Work instructions = Each entry should be transcribed exactly as written, and any picture left out.

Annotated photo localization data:
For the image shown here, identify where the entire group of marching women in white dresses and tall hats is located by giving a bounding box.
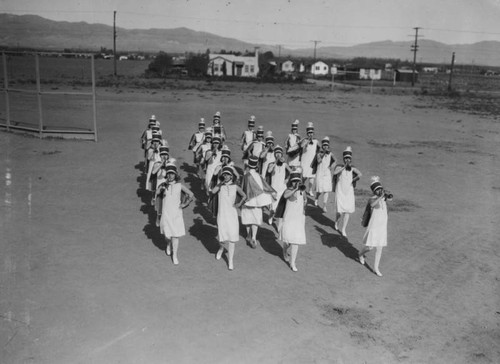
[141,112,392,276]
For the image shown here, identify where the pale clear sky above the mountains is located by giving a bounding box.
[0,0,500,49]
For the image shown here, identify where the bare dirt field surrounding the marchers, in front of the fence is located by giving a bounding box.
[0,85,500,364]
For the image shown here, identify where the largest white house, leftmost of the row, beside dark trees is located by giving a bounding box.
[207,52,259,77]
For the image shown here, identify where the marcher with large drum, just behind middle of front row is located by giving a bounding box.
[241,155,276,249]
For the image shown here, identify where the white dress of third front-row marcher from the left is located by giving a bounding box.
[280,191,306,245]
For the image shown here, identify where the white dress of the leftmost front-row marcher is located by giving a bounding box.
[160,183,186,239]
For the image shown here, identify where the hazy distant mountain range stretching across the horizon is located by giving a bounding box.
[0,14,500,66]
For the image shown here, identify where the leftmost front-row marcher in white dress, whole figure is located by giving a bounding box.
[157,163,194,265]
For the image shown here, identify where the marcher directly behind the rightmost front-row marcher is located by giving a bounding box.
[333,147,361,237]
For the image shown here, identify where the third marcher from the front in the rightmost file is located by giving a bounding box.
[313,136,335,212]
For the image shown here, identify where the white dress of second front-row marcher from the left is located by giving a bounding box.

Solution below =
For the image shown here, identify where the entire group of marching women in white dresses and tall hats is located by giving a bounding box.
[141,112,392,276]
For the image shown here, identify where the pale clear sky above the mountains is located by giving a bounding box.
[0,0,500,49]
For the image shown here, identify where the bare dirt field surrounding the marchers, in front of the fence is located by giving a bounding box.
[0,85,500,364]
For the image shown here, identify where the largest white house, leftmost of the row, beside dark trees is located by giving a bounding box.
[207,52,259,77]
For the image shown here, identify where the marcher with large drum, just behind middle of front row is located by giving a bounding box.
[241,155,276,249]
For the image shown here, identify where the white dress of third front-row marcher from the left is located by giving a bounding box.
[280,191,306,245]
For the image shown here, identify where the white dress of the leftmost front-row marcher is located by giving a bounding box.
[160,183,186,239]
For the image shown here, identify where the hazy distant mountain range stretching across the horizon is located by giving a bounding box.
[0,14,500,66]
For the image shown here, identify where the leftmost front-row marcher in white dress, whole figure is located by giving a bounding box.
[157,163,194,265]
For the image shown here, identify where the marcher directly behind the rightmost front-row marcher is located by giving a bounding box.
[333,147,361,237]
For the image shown here, identify where the third marcher from the front in the rightmost file is located by giving a bounding box.
[313,136,335,212]
For the image shown here, identify where the white dress of second front-row marcher from the left is located by giving a bounding box.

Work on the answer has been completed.